___ Brano proposto

Una notizia, questa, che non meraviglia certo il professor Agostino Petrillo. «Negli Stati Uniti, dove le gated communities e gli insediamenti protetti ospitano oggi un americano su otto, si è scoperto che la criminalità all’interno di queste comunità con cancello non è diversa da quella che c’è fuori. Negli Usa le gated sono vere e proprie città costruite dalla metà degli anni ‘80 in poi. Con la crisi dell’agricoltura, ad esempio, sono stati abbandonati gli aranceti attorno a Los Angeles e in quelle grandissime aree vuote sono state costruite le città protette. A favorire questi nuovi insediamenti è stata, negli anni ‘90, anche la possibilità di poter lavorare a casa, con il computer.
Ma anche quelle comunità sono in declino, perché ci si è accorti che vivere con persone "uguali" a te è rassicurante ma anche noioso. E con la crisi si è capito che le città offrono più occasioni di lavoro. In Italia questi spazi ampi non ci sono, l’urbanizzazione è già altissima. Ma i nuovi progetti raccontano che anche da noi sta avanzando la voglia di cercare un’isola, un rifugio. C’è un’idea di salvezza personale che non passa più da una dimensione collettiva urbana. A spingere sono l’insicurezza e la paura, che sono il marketing di queste città blindate».

______

Istruzioni per te
Riporta il brano sulle città protette tra "Una notizia, questa, che" e "con il computer.", estremi inclusi, sostituendo "aranceti" con "uliveti".

___ Voci dei dati

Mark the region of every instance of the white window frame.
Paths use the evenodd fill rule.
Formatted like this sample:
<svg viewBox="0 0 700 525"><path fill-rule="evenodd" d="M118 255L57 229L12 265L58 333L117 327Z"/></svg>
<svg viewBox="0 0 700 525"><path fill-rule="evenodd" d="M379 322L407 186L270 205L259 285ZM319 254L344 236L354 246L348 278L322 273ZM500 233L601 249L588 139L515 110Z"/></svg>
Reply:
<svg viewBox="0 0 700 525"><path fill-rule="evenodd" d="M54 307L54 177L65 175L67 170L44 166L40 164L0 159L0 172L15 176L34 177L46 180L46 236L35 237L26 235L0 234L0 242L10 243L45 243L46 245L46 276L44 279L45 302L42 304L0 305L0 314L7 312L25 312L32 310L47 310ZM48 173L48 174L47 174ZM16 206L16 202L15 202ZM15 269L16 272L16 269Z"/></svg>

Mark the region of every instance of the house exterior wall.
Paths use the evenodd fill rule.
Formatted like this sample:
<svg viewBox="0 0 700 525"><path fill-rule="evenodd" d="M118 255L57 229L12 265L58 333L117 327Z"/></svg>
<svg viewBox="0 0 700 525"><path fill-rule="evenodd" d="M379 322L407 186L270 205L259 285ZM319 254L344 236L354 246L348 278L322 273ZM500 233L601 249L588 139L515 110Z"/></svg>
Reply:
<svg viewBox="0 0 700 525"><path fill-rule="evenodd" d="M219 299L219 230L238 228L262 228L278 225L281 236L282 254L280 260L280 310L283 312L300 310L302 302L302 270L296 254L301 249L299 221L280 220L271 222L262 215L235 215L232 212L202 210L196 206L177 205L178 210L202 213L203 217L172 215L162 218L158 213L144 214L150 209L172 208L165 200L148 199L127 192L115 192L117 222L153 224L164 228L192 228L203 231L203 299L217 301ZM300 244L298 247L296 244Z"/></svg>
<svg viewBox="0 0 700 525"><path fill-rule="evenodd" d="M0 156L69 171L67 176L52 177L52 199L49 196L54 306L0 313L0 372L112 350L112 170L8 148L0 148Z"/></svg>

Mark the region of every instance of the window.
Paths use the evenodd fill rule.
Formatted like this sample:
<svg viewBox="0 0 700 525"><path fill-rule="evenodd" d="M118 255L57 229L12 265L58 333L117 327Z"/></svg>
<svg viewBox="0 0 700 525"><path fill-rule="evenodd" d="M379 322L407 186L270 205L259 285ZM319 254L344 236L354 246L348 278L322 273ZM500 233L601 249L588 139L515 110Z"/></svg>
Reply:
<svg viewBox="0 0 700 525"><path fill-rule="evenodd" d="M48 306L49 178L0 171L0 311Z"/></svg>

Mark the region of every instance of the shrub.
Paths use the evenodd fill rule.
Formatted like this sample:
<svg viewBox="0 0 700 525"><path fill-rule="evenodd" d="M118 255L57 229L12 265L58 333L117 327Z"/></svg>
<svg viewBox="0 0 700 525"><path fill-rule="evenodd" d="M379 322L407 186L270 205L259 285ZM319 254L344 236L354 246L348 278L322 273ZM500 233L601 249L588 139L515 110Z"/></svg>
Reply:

______

Esercizio svolto
Una notizia, questa, che non meraviglia certo il professor Agostino Petrillo. «Negli Stati Uniti, dove le gated communities e gli insediamenti protetti ospitano oggi un americano su otto, si è scoperto che la criminalità all’interno di queste comunità con cancello non è diversa da quella che c’è fuori. Negli Usa le gated sono vere e proprie città costruite dalla metà degli anni ‘80 in poi. Con la crisi dell’agricoltura, ad esempio, sono stati abbandonati gli uliveti attorno a Los Angeles e in quelle grandissime aree vuote sono state costruite le città protette. A favorire questi nuovi insediamenti è stata, negli anni ‘90, anche la possibilità di poter lavorare a casa, con il computer.